▸ **YOUR INSTRUCTIONS**
Render into French this sentence from the forum post on skiffs: "You'll have some tough choices to make that have nothing to do with money - the first one is how you really use a boat when you can get on the water..."

▸ **SELECTED PASSAGE**
┌──
I don't own a micro -but I'd like to (as a second working skiff to fish just one angler at a time)... Open water and microskiffs probably weren't meant for each other (no matter what some hard core young'uns will say...). I did that whole "beat your small skiff to death running in water it wasn't designed for" and it took a while but I finally figured out that I was the main cause that my 16' custom aluminum skiff needed to be put back together periodically... I learned a lot of shop stuff that way before realizing that I needed something a bit bigger -enter a pretty baby SeaCraft that I put back together after it was stolen and stripped (twice... the poor guy who owned it had it just sitting in his front yard on the ground...). 

Wish I still had it, period, since I could fish darned nearly everywhere with it from 30 miles offshore (I had a hook and line permit back in the eighties..) to the backcountry out of Flamingo... No it wasn't much fun to pole but I could always pole up onto the edges of flats anywhere and stake up... (of course with a hull weight of 1400lbs that SeaCraft was not very delicate at all...) 

Lots of good choices for running in open waters... start with older hulls, something like an 18' Shipoke or a 17' Maverick (and a Maverick is what I've been working out of for a few years...) then, for more money - a lot more money get a look at the current offerings like the Marquesa... if you're really well heeled then consider a Chittum or other limited production item. You'll have some tough choices to make that have nothing to do with money - the first one is how you really use a boat when you can get on the water... If you want something that's a a delight to pole all day long - then you won't be using it in open water (except just to get across to where it's sheltered when you have to..). If you intend to work your skiff with a trolling motor (and a push pole, if you even have one... will see little use) then going up in size a bit will find all kinds of rigs to run in open water but still fish fairly shallow...
└──
Records from a point labeling set
┌──
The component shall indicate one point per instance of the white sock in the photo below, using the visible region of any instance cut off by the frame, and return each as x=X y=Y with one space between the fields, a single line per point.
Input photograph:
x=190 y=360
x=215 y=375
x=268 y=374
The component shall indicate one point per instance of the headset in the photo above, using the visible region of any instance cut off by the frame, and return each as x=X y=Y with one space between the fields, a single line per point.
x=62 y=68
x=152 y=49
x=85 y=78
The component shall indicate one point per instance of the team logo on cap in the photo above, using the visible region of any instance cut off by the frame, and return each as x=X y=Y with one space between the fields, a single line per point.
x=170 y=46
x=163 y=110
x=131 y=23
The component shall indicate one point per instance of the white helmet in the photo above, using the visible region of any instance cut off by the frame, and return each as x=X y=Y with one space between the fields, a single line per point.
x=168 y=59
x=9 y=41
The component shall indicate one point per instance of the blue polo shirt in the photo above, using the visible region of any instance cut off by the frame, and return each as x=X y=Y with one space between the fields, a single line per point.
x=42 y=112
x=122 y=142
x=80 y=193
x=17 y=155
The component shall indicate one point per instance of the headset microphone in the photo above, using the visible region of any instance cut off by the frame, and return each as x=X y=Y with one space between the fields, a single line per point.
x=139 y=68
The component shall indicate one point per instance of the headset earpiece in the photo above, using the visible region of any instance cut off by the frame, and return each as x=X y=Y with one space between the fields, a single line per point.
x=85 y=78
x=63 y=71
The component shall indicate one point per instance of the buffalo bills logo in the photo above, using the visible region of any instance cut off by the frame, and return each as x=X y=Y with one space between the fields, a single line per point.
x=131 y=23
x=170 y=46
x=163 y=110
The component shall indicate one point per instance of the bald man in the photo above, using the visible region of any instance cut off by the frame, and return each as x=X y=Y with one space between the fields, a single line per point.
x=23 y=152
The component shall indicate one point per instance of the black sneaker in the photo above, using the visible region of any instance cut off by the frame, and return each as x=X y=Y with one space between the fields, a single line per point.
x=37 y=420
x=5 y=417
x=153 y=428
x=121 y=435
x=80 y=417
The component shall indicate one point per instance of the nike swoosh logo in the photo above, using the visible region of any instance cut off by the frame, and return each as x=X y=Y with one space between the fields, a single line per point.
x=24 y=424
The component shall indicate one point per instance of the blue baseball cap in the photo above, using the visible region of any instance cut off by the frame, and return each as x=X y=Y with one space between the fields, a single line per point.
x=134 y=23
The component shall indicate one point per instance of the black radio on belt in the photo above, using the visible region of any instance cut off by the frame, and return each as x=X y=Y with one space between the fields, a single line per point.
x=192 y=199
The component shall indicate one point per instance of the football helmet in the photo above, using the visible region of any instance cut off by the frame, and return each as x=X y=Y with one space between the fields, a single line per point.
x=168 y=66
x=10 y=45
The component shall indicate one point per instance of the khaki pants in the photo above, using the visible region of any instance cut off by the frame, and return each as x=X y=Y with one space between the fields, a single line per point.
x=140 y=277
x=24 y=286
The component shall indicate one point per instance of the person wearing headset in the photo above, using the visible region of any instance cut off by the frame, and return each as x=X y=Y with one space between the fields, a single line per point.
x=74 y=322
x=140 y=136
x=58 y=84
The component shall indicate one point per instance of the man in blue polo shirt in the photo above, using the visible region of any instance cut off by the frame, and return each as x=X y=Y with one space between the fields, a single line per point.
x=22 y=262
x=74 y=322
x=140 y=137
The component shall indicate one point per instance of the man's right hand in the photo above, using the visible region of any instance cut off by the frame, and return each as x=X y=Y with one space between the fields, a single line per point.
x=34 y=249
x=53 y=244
└──
▸ **FULL ANSWER**
Vous aurez des choix difficiles à faire qui n'ont rien à voir avec l'argent : le premier est la façon dont vous utilisez réellement un bateau lorsque vous pouvez aller sur l'eau...